§ GOALS
[1] Answer these from the Atomic Data and JSON excerpt:
(a) To what format is Atomic Data serialized by default?
(b) From what are the keys in plain JSON derived?
(c) What information is lost when Atomic Data is serialized to plain JSON?
[2] Pick up the Atomic Data and JSON excerpt after its final sentence and continue the text.

§ SOURCE EXTRACT
────
How does Atomic Data relate to JSON?
Because JSON is so popular, Atomic Data is designed with JSON in mind.
Atomic Data is often (by default) serialized to JSON-AD, which itself uses JSON. JSON-AD uses URLs as keys, which is what gives Atomic Data many of its perks, but using these long strings as keys is not very easy to use in many contexts. That's why you can serialize Atomic Data to simple, clean JSON.
From Atomic Data to plain JSON
The JSON keys are then derived from the shortnames
of properties.
For example, we could convert this JSON-AD:
{
"@id": "https://atomicdata.dev/properties/description",
"https://atomicdata.dev/properties/datatype": "https://atomicdata.dev/datatypes/markdown",
"https://atomicdata.dev/properties/description": "A textual description of something. When making a description, make sure that the first few words tell the most important part. Give examples. Since the text supports markdown, you're free to use links and more.",
"https://atomicdata.dev/properties/isA": [
"https://atomicdata.dev/classes/Property"
],
"https://atomicdata.dev/properties/shortname": "description"
}
... into this plain JSON:
{
"@id": "https://atomicdata.dev/properties/description",
"datatype": "https://atomicdata.dev/datatypes/markdown",
"description": "A textual description of something. When making a description, make sure that the first few words tell the most important part. Give examples. Since the text supports markdown, you're free to use links and more.",
"is-a": [
"https://atomicdata.dev/classes/Property"
],
"shortname": "description"
}
Note that when you serialize Atomic Data to plain JSON, some information is lost: the URLs are no longer there.
This means that it is no longer possible to find out what the datatype of a single value is - we now only know if it's a string
, but not if it actually represents a markdown string or something else.
Most Atomic Data systems will therefore not use this plain JSON serialization, but for some clients (e.g. a front-end app), it might be easier to use the plain JSON, as the keys are easier to write than the long URLs that JSON-AD uses.
────
Point annotation dataset records:
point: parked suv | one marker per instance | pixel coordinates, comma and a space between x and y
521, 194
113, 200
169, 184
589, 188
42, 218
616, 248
────
§ THE ANSWERS
[1]
(a) JSON-AD
(b) The shortnames of properties
(c) The URLs

[2]
From JSON to JSON-AD
Atomic Data requires a bit more information about pieces of data than JSON tends to contain. Let's take a look at a regular JSON example:
{
"name": "John",
"birthDate": "1991-01-20"
}
We need more information to convert this JSON into Atomic Data. The following things are missing:
- What is the Subject URL of the resource being described?
- What is the Property URL of the keys being used? (
name
andbirthDate
), and consequentially, how should the values be parsed? What are their DataTypes?
In order to make this conversion work, we need to link to three URLs that resolve to atomic data resources.
The @id
subject should resolve to the Resource itself, returning the JSON-AD from below.
The Property keys (e.g. "https://example.com/properties/name") need to resolve to Atomic Properties.
{
"@id": "https://example.com/people/john",
"https://example.com/properties/name": "John",
"https://example.com/properties/birthDate": "1991-01-20"
}
In practice, the easiest approach to make this conversion, is to create the data and host it using software like Atomic Server.
From Atomic Data to JSON-LD
Atomic Data is a strict subset of RDF, and the most popular serialization of RDF for JSON data is JSON-LD.
Since Atomic Schema requires the presence of a key
slug in Properties, converting Atomic Data to JSON results in dev-friendly objects with nice shorthands.
{
"@id": "https://example.com/people/John",
"https://example.com/properties/lastname": "John",
"https://example.com/properties/bestFriend": "https://example.com/sarah",
}
Can be automatically converted to:
{
"@context": {
"@id": "https://example.com/people/John",
"name": "https://example.com/properties/lastname",
"bestFriend": "https://example.com/properties/bestFriend",
},
"name": "John",
"bestFriend": {
"@id": "https://example.com/sarah"
},
}
The @context
object provides a mapping to the original URLs.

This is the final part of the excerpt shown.